Tarea pendiente 1 –
Cambia "continente" por "territorio" y reproduce el pasaje del artículo sobre el catolicismo en África que empieza en las palabras "16/03/2015 | La" y termina después de "en todas partes.".
Tarea pendiente 2 –
Escribe la continuación del artículo sobre el catolicismo en África a partir de su última oración.

16/03/2015 | La hora de África
Sandro Magister
Tiene el más alto número de convertidos a la fe católica. Y tiene también el más alto número de mártires. Como en los albores del cristianismo. Pasado y presente de un continente que tiene cada vez más peso en la Iglesia mundial
Es el continente con el más alto número de convertidos
y de mártires. Pero es también el más descuidado y minusvalorado, por parte de
la vieja cristiandad occidental.
O al menos lo era hasta hace una temporada. Porque desde el momento que la
espada del Islam se ha tornado más feroz y no sólo se cobra víctimas en África,
por encima y por debajo del Sahara, sino que extiende la amenaza a la orilla
norte del Mediterráneo, la atención al catolicismo africano se ha agudizado y
angustiado en todas partes.
No sólo eso. África es la gran sorpresa también en los equilibrios mundiales de
la jerarquía católica. El sínodo del pasado mes de octubre fue la prueba
clamorosa. Partido con marcada impronta eurocéntrica, en primer lugar alemana,
se encontró el camino obstruido por la inesperada resistencia de los obispos
africanos a cualquier cambio de la doctrina y de la praxis en materia de
matrimonio indisoluble y de homosexualidad.
Y todavía más feroz se prevé esta resistencia en la próxima sesión del sínodo,
a juzgar por lo que ha sido anticipado por uno de los cardenales más conocidos,
el guineano Robert Sarah, prefecto de la Congregación para el Culto Divino, en
el libro-entrevista "Dieu ou rien" [Dios o nada], a cargo de Nicolas
Diat y publicado en Francia por Ediciones Fayard:
"La idea de poner al magisterio en una caja bonita, separándolo de la
práctica pastoral – la cual puede evolucionar según las circunstancias, modas y
pasiones – es una forma de herejía, de patología esquizofrénica. Yo afirmo
solemnemente que la Iglesia de África se opondrá a toda forma de rebelión
contra el magisterio de Cristo y de la Iglesia".

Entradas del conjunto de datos

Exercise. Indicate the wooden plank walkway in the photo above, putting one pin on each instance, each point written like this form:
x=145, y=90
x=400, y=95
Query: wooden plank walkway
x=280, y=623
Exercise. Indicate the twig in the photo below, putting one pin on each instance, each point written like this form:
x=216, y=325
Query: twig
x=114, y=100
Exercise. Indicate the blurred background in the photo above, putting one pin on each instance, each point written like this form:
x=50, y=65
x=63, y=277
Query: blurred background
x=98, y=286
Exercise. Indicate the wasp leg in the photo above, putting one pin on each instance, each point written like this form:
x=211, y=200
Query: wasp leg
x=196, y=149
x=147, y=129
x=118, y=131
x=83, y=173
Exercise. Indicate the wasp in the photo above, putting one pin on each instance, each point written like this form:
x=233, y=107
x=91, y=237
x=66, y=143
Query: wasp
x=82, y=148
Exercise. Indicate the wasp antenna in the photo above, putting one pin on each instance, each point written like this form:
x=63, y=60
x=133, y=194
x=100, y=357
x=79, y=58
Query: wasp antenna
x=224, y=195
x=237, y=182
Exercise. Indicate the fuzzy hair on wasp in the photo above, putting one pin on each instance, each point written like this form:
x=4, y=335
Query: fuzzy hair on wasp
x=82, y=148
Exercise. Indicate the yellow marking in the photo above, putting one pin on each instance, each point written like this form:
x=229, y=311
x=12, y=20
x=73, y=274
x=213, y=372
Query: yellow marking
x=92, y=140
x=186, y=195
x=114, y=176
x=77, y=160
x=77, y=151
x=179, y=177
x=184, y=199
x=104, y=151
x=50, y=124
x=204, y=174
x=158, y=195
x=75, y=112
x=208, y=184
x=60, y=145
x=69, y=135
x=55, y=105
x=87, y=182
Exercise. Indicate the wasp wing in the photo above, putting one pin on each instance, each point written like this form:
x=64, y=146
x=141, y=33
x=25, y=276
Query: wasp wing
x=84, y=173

Casilla de respuesta 1 –
16/03/2015 | La hora de África
Sandro Magister
Tiene el más alto número de convertidos a la fe católica. Y tiene también el más alto número de mártires. Como en los albores del cristianismo. Pasado y presente de un territorio que tiene cada vez más peso en la Iglesia mundial
Es el territorio con el más alto número de convertidos
y de mártires. Pero es también el más descuidado y minusvalorado, por parte de
la vieja cristiandad occidental.
O al menos lo era hasta hace una temporada. Porque desde el momento que la
espada del Islam se ha tornado más feroz y no sólo se cobra víctimas en África,
por encima y por debajo del Sahara, sino que extiende la amenaza a la orilla
norte del Mediterráneo, la atención al catolicismo africano se ha agudizado y
angustiado en todas partes.

Casilla de respuesta 2 –
Y también:
"¿Cómo aceptar que los pastores católicos sometan a votación la doctrina,
la ley de Dios y la enseñanza de la Iglesia sobre la homosexualidad y sobre los
divorciados que se han vuelto a casar, como si la Palabra de Dios y el
magisterio debieran ser ratificados y aprobados con el voto de una mayoría? […]
Nadie, ni siquiera el Papa, puede destruir o cambiar la enseñanza de Cristo.
Nadie, ni siquiera el Papa, puede oponer la pastoral a la doctrina. Ello
significaría rebelarse contra Jesucristo y su enseñanza".
El catolicismo africano es considerado joven – y en consecuencia inexperto,
inmaduro – porque creció sólo en el último siglo, de un millón que eran los
católicos al comienzo del siglo XX a casi doscientos millones de hoy.
Pero basta la sangre de los mártires para desmentir esta presunta inmadurez
suya, no menos los veintiún cristianos coptos decapitados "in odium
fidei" por musulmanes en las orillas libias del Mediterráneo:
>
San Milad Saber y sus veinte compañeros
Pero también está el hecho que las raíces cristianas de África son antiguas,
antiquísimas. La orilla africana del Mediterráneo y el valle del Nilo hasta
Etiopía estuvieron entre las primeras líneas de expansión del cristianismo.
Fueron africanos los primeros mártires de los que se han narrado las historias.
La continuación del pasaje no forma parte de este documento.